TEXTO:
☆ ☆ ☆ ☆

Se você não está jogando lixo na rua você está praticando a cidadania, de uma forma é política. Se você se informa sobre em quem vai votar, você está praticando a política. Então, todos nós somos agentes políticos e eu estou jogando um pouco a responsabilidade nessa geração de pensadores, falando “ó, não se acovardem, vem lutar com a gente, vamos ser patriotas. Chega de falar mal do Brasil, porque aqui tem gente boa, tem coisa boa. Vamos valorizar isso e vamos pra cima, porque geração de pensadores também é Brasil”. Criticando o problema, mas meio que dando uma solução “esta geração de pensadores pode mudar isso aí, só depende da gente”. Eu vejo muita gente nas minhas redes sociais dizendo que eu trouxe para eles um pouco do orgulho de ser brasileiro e isso é legal.
O que te levou a pensar isso, ter este ponto de vista?
FB – Uma das coisas importantes foi que eu morei fora, nos Estados Unidos por quatro anos, fui estudar, voltei para o Brasil faz um ano. Recebi uma bolsa de estudos para jogar futebol e fiquei este tempo lá. Acho que morando fora a gente passa a ter uma perspectiva melhor do Brasil. Eu comecei a ver as coisas e pensei: “pera aí, o Brasil não é tão ruim como a gente fala”. Todo país tem seus problemas e o Brasil ainda tem muitas coisas que são melhores do que nos Estados Unidos.

☆ ☆ ☆ ☆

DADOS FORNECIDOS:

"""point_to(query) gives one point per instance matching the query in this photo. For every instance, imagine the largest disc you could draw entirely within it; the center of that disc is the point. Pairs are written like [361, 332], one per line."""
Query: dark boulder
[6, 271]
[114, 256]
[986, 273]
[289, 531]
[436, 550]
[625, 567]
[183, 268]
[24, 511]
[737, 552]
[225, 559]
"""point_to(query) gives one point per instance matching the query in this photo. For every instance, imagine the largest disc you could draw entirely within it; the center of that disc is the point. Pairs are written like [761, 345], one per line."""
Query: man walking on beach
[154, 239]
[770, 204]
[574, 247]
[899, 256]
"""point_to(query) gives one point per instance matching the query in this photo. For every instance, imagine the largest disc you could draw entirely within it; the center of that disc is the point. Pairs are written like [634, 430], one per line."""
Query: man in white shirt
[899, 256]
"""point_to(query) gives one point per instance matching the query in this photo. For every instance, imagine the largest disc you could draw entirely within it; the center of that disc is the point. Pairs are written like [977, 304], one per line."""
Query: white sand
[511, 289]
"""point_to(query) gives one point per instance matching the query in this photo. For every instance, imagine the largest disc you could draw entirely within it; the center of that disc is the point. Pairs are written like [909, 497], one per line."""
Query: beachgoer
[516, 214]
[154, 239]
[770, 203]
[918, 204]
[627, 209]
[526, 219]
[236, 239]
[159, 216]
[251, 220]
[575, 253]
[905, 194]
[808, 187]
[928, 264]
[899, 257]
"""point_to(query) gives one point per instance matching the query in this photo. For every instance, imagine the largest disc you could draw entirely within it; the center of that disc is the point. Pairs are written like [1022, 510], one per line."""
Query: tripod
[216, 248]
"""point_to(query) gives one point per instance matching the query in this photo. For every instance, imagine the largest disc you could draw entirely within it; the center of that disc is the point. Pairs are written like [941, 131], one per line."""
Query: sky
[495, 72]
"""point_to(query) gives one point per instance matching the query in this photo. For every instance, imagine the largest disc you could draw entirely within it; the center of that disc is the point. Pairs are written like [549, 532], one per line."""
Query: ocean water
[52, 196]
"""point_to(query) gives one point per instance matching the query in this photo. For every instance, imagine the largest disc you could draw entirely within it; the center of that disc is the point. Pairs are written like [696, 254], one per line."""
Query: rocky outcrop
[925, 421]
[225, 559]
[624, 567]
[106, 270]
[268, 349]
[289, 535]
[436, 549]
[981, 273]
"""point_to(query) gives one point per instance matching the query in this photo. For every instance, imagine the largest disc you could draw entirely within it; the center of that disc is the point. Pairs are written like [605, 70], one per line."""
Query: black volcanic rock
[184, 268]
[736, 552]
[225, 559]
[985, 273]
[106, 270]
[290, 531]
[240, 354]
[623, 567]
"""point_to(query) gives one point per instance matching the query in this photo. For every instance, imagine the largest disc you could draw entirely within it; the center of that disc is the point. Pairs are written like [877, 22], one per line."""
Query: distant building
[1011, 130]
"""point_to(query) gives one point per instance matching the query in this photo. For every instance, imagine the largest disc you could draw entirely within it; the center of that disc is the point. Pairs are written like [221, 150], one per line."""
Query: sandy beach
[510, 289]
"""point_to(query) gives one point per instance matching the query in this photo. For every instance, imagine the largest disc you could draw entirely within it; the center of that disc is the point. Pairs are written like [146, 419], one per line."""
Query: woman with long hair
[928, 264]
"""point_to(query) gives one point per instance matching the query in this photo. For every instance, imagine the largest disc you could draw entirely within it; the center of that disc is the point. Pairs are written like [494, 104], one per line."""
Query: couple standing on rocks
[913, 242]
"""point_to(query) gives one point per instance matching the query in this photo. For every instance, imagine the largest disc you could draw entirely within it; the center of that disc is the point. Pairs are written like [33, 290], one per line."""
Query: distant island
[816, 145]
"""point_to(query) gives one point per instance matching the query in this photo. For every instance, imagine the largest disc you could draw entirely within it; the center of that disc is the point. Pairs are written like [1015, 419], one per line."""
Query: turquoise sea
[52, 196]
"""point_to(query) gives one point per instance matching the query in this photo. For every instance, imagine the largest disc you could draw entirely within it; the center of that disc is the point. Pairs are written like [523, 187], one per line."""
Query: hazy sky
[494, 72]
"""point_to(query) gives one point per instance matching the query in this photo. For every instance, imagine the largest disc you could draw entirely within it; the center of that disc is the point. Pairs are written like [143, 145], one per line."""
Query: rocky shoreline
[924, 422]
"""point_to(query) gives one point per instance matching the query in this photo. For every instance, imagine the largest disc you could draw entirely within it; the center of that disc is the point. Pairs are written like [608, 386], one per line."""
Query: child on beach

☆ ☆ ☆ ☆

O QUE FAZER:
a) Responda às perguntas com base na entrevista.
(i) Por quantos anos a pessoa entrevistada morou nos Estados Unidos?
(ii) Que tipo de bolsa ela recebeu?
(iii) O que muita gente diz nas redes sociais dela?
b) Retome a entrevista sobre cidadania e orgulho de ser brasileiro a partir do ponto em que ela para.
As linhas não têm nenhum papel aqui.

RESPOSTAS:
a)
(i) Por quatro anos.
(ii) Uma bolsa de estudos para jogar futebol.
(iii) Que ela trouxe para essas pessoas um pouco do orgulho de ser brasileiro.

b)
Eu comecei a perceber mais claramente as qualidades e defeitos do meu país morando lá e de certa forma eu comecei a ser mais patriota, porque ali eu era “Fábio, o brasileiro”. Foi inclusive daí que veio o nome artístico que eu uso “Fabio Brazza”. De certa forma eu representava o Brasil, como se eu fosse uma espécie de embaixador brasileiro. Tudo que eu fizesse eu seria julgado não somente como o Fábio, mas como um brasileiro, tipo: “olha como os brasileiros são legais”. Então eu sentia este peso e gostava disso, de falar bem do Brasil, de tocar meu cavaquinho.
Eu comecei a ficar mais patriota e pensei: “meu, quando eu voltar para o Brasil eu vou contar o que eu vi, o que eu senti, colocar este sentimento nos brasileiros de que o Brasil é um país maravilhoso, mas o povo precisa acreditar. Este é o primeiro passo da mudança. O Gandhi falava “seja a mudança que você quer ver no mundo”, por isto antes de mudar a gente precisa ver a mudança em nós, mas estamos cegos até mesmo para enxergar isto, de tanto que a gente critica.
Uma vez teve um show meu e do MC Garden na Fábrica de Cultura da Zona Leste e foram umas dez pessoas no máximo. Uma das pessoas que estavam lá era um argentino, que saiu da zona sul para ver a gente, porque tinha conhecido nosso trabalho na internet. Ele falou pra gente “Eu estou indignado com o quão vazio que está aqui. Vocês são muito bons, o show muito bom, mas não sei… os brasileiros parece que não valorizam as coisas boas. Eu estou no Brasil há tantos anos e vejo tanta coisa boa aqui. O problema do Brasil não é que não tenha coisas boas, mas é que vocês não sabem valorizar”.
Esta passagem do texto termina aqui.